__Records provided__
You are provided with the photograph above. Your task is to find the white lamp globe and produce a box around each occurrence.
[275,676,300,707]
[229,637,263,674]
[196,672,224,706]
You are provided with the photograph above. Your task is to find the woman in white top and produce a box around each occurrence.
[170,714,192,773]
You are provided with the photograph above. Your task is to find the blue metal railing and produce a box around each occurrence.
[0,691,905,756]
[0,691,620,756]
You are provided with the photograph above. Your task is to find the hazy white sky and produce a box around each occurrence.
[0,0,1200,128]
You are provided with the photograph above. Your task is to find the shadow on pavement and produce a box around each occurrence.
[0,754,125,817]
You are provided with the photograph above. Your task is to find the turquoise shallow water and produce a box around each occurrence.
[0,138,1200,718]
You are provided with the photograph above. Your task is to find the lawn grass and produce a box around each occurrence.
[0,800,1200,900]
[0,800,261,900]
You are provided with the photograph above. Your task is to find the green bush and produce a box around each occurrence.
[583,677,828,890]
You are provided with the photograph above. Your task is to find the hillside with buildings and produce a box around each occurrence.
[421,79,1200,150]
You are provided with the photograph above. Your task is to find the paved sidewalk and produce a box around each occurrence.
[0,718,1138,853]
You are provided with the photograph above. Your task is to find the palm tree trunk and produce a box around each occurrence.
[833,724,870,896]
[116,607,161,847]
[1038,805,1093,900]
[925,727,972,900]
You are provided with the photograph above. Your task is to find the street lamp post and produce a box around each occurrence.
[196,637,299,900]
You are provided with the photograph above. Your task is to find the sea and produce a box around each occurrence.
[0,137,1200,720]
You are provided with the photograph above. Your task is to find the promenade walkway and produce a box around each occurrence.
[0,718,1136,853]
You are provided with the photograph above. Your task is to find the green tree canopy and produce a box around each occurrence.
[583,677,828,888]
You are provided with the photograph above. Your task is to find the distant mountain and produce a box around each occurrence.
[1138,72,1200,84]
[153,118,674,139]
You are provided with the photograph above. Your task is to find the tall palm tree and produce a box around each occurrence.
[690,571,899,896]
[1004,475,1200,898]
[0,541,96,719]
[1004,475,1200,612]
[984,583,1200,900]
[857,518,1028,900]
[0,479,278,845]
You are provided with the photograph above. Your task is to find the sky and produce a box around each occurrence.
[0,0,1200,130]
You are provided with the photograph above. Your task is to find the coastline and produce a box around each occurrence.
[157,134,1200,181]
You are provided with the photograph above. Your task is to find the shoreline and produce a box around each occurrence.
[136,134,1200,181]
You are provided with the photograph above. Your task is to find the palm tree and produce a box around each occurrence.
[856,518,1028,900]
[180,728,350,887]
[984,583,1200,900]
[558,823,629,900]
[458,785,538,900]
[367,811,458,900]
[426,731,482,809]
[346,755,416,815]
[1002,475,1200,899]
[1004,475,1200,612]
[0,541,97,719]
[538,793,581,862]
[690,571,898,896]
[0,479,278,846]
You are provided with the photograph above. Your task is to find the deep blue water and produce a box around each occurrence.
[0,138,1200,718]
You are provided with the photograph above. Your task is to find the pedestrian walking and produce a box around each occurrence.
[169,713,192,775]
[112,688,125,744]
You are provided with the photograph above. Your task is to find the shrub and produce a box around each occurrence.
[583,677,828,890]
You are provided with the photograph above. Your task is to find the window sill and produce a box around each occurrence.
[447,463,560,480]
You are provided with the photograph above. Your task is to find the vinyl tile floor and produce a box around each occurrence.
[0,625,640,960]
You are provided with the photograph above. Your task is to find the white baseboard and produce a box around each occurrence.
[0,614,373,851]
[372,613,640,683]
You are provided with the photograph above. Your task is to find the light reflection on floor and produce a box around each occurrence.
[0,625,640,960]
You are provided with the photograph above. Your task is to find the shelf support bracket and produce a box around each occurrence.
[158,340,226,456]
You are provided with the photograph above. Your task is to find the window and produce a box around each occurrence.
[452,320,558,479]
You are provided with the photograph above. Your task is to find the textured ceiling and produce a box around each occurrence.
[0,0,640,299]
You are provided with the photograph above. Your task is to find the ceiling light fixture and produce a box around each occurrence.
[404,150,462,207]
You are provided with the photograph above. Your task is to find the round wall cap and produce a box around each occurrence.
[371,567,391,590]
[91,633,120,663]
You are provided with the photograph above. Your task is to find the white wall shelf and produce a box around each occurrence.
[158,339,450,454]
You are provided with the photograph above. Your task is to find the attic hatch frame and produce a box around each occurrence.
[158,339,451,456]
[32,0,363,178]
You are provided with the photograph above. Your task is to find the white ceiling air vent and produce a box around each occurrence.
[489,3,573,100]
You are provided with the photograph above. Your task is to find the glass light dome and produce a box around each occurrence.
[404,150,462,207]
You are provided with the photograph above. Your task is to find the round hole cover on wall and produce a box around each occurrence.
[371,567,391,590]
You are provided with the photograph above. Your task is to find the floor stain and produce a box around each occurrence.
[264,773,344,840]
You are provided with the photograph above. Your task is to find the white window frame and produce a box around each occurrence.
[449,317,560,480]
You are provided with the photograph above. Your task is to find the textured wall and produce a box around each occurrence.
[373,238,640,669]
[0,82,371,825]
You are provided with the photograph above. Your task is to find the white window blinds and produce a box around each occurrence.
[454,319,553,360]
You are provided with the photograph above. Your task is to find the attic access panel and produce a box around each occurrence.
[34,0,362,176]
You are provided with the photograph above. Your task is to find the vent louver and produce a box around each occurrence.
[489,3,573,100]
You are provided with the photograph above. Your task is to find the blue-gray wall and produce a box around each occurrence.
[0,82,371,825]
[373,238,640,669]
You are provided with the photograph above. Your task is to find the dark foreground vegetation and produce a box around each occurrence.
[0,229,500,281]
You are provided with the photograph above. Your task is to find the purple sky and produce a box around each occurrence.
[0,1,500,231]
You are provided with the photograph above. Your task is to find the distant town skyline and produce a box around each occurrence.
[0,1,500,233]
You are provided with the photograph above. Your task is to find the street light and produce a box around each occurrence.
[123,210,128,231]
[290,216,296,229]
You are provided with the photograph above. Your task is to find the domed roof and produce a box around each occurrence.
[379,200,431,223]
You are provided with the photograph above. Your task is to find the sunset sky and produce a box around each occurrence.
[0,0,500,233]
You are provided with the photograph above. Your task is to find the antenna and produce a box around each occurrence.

__Directive__
Reproduce every one of the rows above, substituting "image" for each occurrence of "photograph" and leaving everything else unchanged.

__In response__
You are provided with the image above. Your task is to find the white lamp globe and produce a box around each occurrence.
[275,676,300,707]
[229,637,263,674]
[196,672,224,706]
You are provided with the image above. Your task is to find the woman in white top and produce a box around each occurrence.
[170,714,192,773]
You are provided with the image above. Your task is to find the blue metal railing and produce a box around each occurrence.
[0,691,905,756]
[0,691,620,756]
You are provided with the image above. Your task is to find the hazy white sky and produce a box around each occurrence.
[0,0,1200,128]
You are provided with the image above. Your task is to find the shadow on pavement and produce a box around each occurrence.
[0,754,125,817]
You are provided with the image above. Your task is to find the turquoise shallow water and produce a box around each occurrence.
[0,138,1200,718]
You are provided with the image above. Your task is to find the lawn grass and produce a box around each occurrence.
[0,800,1200,900]
[0,800,261,900]
You are provided with the image above. Your task is to find the green bush and produce a box around each occurrence.
[583,677,828,890]
You are provided with the image above. Your task is to find the hillside with buildings and produce a box around each occurrence.
[421,79,1200,150]
You are provided with the image above. Your task is to find the paved sidewalk and produce a box around each occurrence.
[0,718,1138,853]
You are provided with the image above. Your task is to find the palm tree trunk and produce a box around each occurrence.
[833,724,870,896]
[116,607,161,847]
[1038,805,1093,900]
[925,727,972,900]
You are provided with the image above. Your task is to find the street lamp post and produce a box around each occurrence.
[196,637,299,900]
You are provided with the image above. Your task is to find the sea and produce a box around each occurrence.
[0,137,1200,720]
You are provided with the image above. Your task is to find the promenade walkway and produce a box around each occurrence.
[0,718,1136,853]
You are provided with the image above. Your task is to find the green tree canopy and produce a box around each occurrence.
[583,677,828,888]
You are provided with the image above. Your task is to find the distant mountain and produce a box around each occurrence.
[1138,72,1200,84]
[153,118,674,139]
You are provided with the image above. Your task is to find the tall palm tree and produce a box around each occurrence.
[690,571,899,896]
[1004,475,1200,898]
[0,541,96,719]
[1004,475,1200,612]
[984,583,1200,900]
[857,518,1028,900]
[0,479,278,845]
You are provided with the image above. Your task is to find the sky and produce a box around each occurrence.
[0,0,1200,130]
You are provided with the image above. Your task is to find the coastline and produce a box around each occurrence.
[157,134,1200,181]
You are provided with the image above. Your task is to find the shoreline and produce a box around each occurrence.
[136,134,1200,181]
You are provided with the image above. Your task is to find the palm tree and produce a box around each occurrence.
[856,518,1028,900]
[180,728,350,887]
[984,583,1200,900]
[558,823,629,900]
[458,785,538,900]
[367,811,458,900]
[426,731,482,809]
[346,755,416,815]
[1002,475,1200,899]
[1004,475,1200,612]
[0,541,97,719]
[538,793,581,862]
[690,571,898,896]
[0,479,278,846]
You are provided with the image above. Your task is to find the deep blue water and produce a box around each occurrence.
[0,138,1200,718]
You are provided with the image above. Your task is to find the pedestrian walking and produce a box around each occurrence.
[169,713,192,775]
[112,688,125,744]
You are provided with the image above. Your task is to find the shrub and produce a box around each occurrence.
[583,677,828,890]
You are provided with the image above. Your task is to find the window sill and produce a box around each occurrence.
[447,463,560,480]
You are provided with the image above. Your task is to find the vinyl tile floor and produce a box around each occurrence.
[0,625,640,960]
You are provided with the image above. Your task is to find the white baseboard and produce a box around each occurrence.
[0,614,373,851]
[372,613,640,683]
You are provided with the image above. Your task is to find the light reflection on floor and produce a box around each occurrence.
[0,625,640,960]
You are provided with the image above. Your task is to find the shelf support bracket and produce a box around each occurrence.
[158,340,226,456]
You are provided with the image above. Your task is to find the window and produce a box around each occurrence.
[452,320,558,479]
You are provided with the image above. Your task is to find the textured ceiling and produce a box around each occurrence.
[0,0,640,299]
You are provided with the image above. Your task is to find the ceiling light fixture and produce a box around each occurrence.
[404,150,462,207]
You are provided with the image above. Your task is to find the round wall cap and produce a box around each occurrence.
[371,567,391,590]
[91,633,120,663]
You are provided with the image above. Your task is to find the white wall shelf and produce a box around each occurrence.
[158,339,450,454]
You are provided with the image above. Your task is to find the attic hatch frame and produce a box around each occurrence.
[158,339,451,456]
[32,0,363,178]
You are provided with the image above. Your task is to find the white ceiling air vent and produce a box around each occurrence.
[489,3,573,100]
You are provided with the image above. Your task is to find the glass light dome and produce a box around each occurrence.
[404,150,462,207]
You are provided with the image above. Your task is to find the round hole cover on wall and produce a box around each occurrence.
[371,567,391,590]
You are provided with the image above. Your task is to find the floor stain and produce a box around each occurrence.
[264,773,344,840]
You are provided with the image above. Your task is to find the white window frame and produce a box around each occurrence.
[449,317,560,480]
You are provided with the image above. Your task is to find the textured wall and produce a box around each occurrence.
[373,238,640,669]
[0,82,371,825]
You are provided with the image above. Your task is to find the white window blinds and produce a box around each occurrence.
[454,319,553,360]
You are provided with the image above. Your task is to find the attic access panel and produce a box around each occurrence.
[34,0,362,176]
You are provided with the image above. Your task is to find the vent louver and produce a box around each occurrence.
[489,3,573,100]
You are provided with the image above. Your task is to find the blue-gray wall and produce a box around each occurrence.
[0,82,371,825]
[373,238,640,669]
You are provided with the image above. Your task is to find the dark foreground vegetation and produce a box around each occurrence.
[0,229,500,281]
You are provided with the image above. Your task is to find the purple sky and produce a box around each occurrence.
[0,1,500,231]
You are provided with the image above. Your task is to find the distant town skyline and produce a box around each occurrence.
[0,1,500,233]
You are provided with the image above. Your task is to find the street light and produce a box around each occurrence.
[123,210,128,231]
[290,216,296,229]
You are provided with the image above. Your task is to find the domed roof and produce a box around each occurrence.
[379,200,431,223]
You are provided with the image above. Your task is to find the sunset sky and produce a box around each occurrence.
[0,0,500,233]
You are provided with the image above. Your task is to find the antenna and produce a box around each occurrence.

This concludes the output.